▶ _Activity list_
[1] Answer these questions from the question period note on EI call centres:
(a) Who is named as the minister?
(b) How many calls did the EI Call Centre answer in 2020-21?
(c) How much did the Government of Canada invest through Budget 2016?
[2] From the question period note on EI call centres, copy the passage starting at "Through Budget 2016, the" and ending at "additional three years.".

▶ _Document extract_

□ □ □ □ □

Question Period Note: Investments in Service Canada EI Call Centres

About

Reference number:
GouldJan2022-014
Date received:
Nov 3, 2021
Organization:
Employment and Social Development Canada
Name of Minister:
Gould, Karina (Hon.)
Title of Minister:
Minister of Families, Children and Social Development

Issue/Question:

How is Service Canada leveraging investments to improve access and reduce wait times in its EI call centre operations for Canadians?

Suggested Response:

• Through Budget 2020 and COVID-19 response measures, from April 2020 to March 2021, ESDC nearly tripled the capacity of the EI Call Centre from 1,100 to over 3,000 agents and has maintained this capacity in 2021-22.
• Service provided by EI Call Centres to Canadians has improved significantly as a direct result of these enhancements:
• In 2020-21, the EI Call Centre answered 5.6M calls and the average wait time was 1 hour and 2 minutes.
• In 2021-22, as of October 22, 2021, the EI Call Centre answered 4M calls and is currently on track to answer over 7.0M calls by the end of the fiscal year, with a Year-to-Date average wait time of 12 minutes.
• As a result, EI Call Centre wait times have been cut by more than 85%, from an average 85 minutes in January 2021 to approximately 12 minutes for the week ending October 22, 2021.

Background:

Through Budget 2016, the Government of Canada invested $73M over a two-year time span to increase the number of call centre agents from approximately 800 to 1,100 agents to improve the accessibility to Employment Insurance (EI) Call Centre agents and to reduce call wait times for Canadians. Through Budget 2018, the Government of Canada invested $127.7M to maintain the increased capacity for an additional three years.

On top of the final year of the Budget 2018 investment ($29.5M), the Government of Canada invested an additional $420.0M over 2 years in Budget 2020 to increase EI Call Centre capacity to 3,000 agents in the first year and maintain that capacity in the second year to ensure that Canadians continue to have timely access to the benefits to which they are entitled.

□ □ □ □ □

▶ _Raw data_
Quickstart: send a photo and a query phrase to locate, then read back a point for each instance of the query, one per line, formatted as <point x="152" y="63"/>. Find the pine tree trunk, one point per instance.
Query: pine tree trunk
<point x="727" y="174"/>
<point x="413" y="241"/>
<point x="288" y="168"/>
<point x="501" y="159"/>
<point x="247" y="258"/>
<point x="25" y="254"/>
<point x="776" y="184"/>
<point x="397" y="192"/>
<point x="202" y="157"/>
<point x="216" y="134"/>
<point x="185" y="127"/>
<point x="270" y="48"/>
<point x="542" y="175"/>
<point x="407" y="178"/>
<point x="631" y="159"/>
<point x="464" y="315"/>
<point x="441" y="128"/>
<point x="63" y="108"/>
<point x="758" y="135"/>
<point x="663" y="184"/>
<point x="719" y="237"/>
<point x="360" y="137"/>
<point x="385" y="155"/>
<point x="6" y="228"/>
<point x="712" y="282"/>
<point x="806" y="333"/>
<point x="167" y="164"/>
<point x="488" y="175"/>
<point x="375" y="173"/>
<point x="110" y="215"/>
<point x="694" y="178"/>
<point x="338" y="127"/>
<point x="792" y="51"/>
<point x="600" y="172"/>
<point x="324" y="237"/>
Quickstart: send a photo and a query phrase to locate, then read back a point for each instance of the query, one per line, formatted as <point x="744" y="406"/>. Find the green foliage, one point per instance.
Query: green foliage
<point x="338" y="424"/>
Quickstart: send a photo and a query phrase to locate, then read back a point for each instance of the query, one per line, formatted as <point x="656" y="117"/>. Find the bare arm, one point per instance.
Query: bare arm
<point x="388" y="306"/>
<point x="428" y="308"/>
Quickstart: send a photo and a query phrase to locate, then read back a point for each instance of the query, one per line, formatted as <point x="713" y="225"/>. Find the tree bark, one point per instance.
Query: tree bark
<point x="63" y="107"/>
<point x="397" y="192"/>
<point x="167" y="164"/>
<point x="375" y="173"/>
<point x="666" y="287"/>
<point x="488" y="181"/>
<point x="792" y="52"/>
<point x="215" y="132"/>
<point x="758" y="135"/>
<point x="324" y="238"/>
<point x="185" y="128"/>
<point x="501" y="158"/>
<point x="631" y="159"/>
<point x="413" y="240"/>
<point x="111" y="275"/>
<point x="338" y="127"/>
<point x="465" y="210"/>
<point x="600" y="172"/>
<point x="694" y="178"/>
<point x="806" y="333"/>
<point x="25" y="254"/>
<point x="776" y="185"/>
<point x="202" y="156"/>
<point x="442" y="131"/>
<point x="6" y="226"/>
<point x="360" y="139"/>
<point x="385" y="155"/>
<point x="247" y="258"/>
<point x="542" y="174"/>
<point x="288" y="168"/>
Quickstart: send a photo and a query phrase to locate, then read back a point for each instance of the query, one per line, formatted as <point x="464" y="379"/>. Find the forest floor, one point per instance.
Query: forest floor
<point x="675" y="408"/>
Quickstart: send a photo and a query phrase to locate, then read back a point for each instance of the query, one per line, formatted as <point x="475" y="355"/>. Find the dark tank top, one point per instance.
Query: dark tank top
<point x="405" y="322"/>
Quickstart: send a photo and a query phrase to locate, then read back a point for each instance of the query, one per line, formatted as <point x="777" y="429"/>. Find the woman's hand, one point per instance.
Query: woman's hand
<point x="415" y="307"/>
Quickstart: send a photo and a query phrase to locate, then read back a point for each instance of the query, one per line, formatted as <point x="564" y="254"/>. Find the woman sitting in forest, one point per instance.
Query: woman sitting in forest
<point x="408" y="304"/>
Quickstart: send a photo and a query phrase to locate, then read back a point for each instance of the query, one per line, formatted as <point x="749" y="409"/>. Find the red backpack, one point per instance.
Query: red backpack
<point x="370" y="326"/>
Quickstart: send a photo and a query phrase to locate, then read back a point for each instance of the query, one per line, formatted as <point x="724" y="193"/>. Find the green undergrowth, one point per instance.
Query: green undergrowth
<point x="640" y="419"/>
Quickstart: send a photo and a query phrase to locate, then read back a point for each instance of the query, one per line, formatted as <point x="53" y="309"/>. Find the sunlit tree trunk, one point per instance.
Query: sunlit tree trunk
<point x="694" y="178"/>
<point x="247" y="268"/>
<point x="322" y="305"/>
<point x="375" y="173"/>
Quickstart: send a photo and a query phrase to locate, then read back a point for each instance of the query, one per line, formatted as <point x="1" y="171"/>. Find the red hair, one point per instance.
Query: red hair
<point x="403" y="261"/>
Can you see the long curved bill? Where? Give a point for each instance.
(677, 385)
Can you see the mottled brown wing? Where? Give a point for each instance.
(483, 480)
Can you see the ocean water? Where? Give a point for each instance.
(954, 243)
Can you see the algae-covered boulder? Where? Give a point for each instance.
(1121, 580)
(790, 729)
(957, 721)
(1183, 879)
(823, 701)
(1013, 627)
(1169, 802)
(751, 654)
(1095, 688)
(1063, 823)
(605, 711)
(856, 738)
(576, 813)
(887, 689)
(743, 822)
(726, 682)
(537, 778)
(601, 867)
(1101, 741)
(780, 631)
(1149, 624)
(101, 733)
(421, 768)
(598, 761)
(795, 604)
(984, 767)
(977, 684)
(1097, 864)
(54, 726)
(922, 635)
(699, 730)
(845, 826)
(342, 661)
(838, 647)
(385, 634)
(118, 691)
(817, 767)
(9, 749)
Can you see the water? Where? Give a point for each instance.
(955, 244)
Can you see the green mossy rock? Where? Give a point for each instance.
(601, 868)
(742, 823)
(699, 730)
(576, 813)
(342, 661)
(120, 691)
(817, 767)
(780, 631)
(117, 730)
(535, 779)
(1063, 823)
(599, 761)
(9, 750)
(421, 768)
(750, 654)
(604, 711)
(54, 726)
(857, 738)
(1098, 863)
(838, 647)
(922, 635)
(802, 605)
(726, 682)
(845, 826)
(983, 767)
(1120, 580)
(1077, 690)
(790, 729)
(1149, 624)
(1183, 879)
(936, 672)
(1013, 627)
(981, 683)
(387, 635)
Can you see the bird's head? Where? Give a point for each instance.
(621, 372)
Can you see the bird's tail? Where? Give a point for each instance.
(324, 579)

□ □ □ □ □

▶ _Expected results_
[1]
(a) Karina Gould, Minister of Families, Children and Social Development
(b) 5.6M calls
(c) $73M over a two-year time span

[2]
Through Budget 2016, the Government of Canada invested $73M over a two-year time span to increase the number of call centre agents from approximately 800 to 1,100 agents to improve the accessibility to Employment Insurance (EI) Call Centre agents and to reduce call wait times for Canadians. Through Budget 2018, the Government of Canada invested $127.7M to maintain the increased capacity for an additional three years.